### WHAT THE TASK REQUIRES
What lines of the data hold the string "catamaran"? Copy them all.

### AVAILABLE RECORDS
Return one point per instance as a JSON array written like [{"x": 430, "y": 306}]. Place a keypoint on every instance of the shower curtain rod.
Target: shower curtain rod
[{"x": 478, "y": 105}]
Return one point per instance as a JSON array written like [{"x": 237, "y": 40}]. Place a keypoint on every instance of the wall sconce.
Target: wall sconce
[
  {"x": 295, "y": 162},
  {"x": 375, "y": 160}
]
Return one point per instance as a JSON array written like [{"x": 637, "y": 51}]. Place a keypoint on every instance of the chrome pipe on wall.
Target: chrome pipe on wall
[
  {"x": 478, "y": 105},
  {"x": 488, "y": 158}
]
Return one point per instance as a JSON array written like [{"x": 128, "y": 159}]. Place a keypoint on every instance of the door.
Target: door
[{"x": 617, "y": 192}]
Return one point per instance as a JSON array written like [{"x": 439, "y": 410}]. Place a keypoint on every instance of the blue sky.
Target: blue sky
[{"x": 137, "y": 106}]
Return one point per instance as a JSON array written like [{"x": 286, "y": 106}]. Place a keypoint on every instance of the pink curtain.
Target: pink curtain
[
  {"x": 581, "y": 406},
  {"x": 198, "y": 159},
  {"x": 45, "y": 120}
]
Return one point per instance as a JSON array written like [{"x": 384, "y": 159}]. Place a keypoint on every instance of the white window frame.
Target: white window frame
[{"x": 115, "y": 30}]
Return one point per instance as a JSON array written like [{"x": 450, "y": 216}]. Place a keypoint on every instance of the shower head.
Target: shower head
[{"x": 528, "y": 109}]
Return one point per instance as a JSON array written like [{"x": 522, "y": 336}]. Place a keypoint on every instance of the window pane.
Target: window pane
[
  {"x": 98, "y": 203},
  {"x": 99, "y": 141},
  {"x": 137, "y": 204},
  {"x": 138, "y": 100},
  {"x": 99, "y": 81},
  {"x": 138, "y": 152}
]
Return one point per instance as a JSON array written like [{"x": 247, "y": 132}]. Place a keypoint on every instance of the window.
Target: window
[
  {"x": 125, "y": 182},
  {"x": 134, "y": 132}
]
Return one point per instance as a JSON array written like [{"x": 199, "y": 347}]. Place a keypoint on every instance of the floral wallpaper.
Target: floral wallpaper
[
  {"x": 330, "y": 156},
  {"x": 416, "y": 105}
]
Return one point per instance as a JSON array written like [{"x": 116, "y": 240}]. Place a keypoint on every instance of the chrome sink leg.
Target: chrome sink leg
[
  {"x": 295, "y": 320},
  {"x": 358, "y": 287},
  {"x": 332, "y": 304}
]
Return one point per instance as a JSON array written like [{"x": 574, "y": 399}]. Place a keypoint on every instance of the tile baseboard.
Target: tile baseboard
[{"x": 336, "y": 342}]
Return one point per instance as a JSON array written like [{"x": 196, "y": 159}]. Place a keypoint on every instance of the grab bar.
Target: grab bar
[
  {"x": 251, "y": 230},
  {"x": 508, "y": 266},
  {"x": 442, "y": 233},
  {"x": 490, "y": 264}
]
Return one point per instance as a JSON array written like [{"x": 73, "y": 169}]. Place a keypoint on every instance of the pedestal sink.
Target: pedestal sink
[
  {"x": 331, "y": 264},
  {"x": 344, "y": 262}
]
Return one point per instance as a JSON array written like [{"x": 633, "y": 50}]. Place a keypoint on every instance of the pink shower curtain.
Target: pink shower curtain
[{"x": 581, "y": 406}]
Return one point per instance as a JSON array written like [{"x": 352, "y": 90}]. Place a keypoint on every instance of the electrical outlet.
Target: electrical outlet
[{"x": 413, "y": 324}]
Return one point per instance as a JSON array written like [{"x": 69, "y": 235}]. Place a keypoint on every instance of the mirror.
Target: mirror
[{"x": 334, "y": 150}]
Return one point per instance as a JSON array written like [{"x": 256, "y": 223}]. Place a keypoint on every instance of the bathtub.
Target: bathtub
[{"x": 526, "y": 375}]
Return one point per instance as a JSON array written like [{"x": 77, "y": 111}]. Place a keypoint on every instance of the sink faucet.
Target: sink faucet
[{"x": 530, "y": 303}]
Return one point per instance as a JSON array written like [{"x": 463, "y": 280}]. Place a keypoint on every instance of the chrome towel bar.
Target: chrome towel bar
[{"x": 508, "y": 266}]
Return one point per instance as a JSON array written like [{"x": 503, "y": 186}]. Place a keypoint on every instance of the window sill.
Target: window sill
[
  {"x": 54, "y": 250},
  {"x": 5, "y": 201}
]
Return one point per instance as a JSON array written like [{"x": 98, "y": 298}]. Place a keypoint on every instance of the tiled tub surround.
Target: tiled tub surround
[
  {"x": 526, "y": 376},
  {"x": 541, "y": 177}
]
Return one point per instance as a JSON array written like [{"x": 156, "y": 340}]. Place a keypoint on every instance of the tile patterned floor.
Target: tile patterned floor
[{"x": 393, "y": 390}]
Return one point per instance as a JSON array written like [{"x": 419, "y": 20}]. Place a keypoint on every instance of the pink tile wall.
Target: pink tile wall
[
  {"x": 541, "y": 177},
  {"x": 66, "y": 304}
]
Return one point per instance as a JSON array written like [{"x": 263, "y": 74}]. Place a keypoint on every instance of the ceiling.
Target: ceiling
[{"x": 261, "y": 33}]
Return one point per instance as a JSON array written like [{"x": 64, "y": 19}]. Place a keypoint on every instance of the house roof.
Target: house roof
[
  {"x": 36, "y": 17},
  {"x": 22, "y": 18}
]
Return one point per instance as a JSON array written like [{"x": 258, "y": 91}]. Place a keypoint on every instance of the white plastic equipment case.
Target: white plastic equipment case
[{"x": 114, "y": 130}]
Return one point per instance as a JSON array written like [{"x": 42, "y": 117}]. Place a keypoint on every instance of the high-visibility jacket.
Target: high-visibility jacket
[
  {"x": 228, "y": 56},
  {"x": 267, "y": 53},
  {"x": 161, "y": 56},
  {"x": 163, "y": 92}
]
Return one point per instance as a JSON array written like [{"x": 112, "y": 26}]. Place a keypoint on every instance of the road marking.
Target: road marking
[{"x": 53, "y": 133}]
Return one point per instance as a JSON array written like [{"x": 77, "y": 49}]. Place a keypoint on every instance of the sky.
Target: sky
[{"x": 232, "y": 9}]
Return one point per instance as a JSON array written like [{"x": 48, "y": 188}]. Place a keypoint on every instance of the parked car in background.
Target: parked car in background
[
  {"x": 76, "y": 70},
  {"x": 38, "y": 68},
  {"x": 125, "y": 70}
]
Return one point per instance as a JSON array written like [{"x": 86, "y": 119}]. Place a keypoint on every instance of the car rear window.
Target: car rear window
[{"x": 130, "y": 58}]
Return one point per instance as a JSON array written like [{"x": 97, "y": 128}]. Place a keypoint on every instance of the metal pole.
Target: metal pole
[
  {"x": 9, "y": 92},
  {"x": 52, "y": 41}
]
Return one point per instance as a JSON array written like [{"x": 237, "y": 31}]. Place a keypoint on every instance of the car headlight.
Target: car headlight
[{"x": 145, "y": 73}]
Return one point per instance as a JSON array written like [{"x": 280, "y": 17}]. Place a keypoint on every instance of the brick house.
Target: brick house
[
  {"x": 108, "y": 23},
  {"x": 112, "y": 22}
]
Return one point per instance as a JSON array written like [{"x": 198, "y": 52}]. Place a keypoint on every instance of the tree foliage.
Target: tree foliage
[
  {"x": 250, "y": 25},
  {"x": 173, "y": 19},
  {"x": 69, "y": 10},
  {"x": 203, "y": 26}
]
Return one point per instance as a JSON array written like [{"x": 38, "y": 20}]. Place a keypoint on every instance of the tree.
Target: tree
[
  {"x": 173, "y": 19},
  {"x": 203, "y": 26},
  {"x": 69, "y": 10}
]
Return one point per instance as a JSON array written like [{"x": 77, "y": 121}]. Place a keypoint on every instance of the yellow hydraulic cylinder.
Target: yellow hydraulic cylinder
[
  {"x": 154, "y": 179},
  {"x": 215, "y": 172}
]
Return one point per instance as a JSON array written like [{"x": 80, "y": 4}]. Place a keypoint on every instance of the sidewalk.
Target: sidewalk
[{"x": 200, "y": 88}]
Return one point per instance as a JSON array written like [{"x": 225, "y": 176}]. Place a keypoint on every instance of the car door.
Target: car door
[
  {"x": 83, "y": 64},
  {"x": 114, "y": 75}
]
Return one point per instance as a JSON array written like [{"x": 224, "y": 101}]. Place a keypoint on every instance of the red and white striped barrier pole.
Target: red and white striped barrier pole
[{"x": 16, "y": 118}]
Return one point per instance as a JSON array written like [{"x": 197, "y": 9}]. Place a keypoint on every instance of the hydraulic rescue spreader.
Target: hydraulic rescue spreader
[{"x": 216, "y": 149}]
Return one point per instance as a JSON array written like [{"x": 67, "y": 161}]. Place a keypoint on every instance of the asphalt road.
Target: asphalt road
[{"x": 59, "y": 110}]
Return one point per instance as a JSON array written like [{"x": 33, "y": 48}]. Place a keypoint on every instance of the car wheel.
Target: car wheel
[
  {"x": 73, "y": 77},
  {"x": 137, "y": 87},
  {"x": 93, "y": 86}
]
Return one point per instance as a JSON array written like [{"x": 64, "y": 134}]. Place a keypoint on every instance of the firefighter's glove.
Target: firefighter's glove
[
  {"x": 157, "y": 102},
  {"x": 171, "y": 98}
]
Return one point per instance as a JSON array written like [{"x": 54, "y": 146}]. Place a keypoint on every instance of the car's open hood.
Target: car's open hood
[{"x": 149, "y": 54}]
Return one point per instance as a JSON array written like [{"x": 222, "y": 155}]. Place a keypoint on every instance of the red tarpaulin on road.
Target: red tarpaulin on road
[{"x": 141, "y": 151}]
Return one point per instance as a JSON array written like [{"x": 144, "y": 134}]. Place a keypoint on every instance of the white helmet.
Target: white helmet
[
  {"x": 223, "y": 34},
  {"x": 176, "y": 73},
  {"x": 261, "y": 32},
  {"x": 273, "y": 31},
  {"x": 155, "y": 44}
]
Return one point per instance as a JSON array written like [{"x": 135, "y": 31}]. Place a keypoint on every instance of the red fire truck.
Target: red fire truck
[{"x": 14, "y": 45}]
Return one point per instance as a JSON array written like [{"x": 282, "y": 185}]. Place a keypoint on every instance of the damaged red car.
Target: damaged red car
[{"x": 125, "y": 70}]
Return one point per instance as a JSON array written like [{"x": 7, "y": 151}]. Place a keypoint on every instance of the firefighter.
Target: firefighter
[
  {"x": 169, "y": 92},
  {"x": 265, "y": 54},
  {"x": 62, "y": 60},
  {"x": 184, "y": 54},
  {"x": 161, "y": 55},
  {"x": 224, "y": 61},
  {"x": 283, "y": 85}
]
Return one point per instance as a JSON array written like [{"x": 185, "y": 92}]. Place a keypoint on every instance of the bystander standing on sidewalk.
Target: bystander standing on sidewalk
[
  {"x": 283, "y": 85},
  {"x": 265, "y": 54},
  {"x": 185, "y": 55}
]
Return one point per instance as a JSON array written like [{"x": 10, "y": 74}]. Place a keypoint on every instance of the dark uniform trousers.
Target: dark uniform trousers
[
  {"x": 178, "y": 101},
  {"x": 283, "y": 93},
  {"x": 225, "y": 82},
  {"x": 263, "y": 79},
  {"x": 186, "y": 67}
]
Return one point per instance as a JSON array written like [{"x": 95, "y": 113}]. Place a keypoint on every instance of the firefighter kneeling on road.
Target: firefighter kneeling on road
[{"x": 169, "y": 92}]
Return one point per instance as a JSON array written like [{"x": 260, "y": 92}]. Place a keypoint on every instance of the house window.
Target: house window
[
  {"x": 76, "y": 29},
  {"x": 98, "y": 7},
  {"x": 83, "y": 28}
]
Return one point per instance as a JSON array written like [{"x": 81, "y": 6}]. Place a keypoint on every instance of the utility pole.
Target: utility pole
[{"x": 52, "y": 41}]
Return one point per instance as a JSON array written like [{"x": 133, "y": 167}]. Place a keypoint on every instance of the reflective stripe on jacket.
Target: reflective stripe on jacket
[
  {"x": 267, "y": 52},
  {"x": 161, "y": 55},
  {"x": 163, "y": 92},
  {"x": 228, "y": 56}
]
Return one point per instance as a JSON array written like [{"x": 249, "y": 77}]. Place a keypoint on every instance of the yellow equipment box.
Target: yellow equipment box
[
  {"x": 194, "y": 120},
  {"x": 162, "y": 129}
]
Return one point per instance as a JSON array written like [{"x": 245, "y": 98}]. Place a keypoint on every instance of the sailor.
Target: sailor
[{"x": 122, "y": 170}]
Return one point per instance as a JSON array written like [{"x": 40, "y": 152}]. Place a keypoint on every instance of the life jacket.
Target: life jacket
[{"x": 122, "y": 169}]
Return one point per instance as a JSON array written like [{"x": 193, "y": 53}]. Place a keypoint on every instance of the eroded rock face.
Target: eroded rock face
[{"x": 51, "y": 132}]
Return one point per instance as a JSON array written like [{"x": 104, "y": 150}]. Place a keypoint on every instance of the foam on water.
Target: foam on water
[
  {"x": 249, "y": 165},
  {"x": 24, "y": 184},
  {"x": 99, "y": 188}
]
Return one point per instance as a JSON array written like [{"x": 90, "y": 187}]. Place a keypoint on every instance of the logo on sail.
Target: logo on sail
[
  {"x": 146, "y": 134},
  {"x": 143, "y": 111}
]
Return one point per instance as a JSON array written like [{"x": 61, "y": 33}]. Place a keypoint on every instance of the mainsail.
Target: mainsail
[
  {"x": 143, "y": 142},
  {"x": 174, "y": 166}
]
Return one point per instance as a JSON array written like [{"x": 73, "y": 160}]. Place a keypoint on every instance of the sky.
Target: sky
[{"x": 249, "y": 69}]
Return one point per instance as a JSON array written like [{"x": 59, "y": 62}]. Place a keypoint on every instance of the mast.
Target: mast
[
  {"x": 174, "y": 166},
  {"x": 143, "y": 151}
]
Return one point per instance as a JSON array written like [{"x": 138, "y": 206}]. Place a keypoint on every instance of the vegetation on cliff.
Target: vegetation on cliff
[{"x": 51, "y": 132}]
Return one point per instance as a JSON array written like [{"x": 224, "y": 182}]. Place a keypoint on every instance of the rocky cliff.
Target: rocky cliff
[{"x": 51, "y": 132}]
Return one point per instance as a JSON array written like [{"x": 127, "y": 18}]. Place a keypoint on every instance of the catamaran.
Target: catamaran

### SOLUTION FOR THIS TASK
Return one point per instance as a JSON array written like [{"x": 127, "y": 18}]. Place a keypoint on every instance of the catamaran.
Target: catamaran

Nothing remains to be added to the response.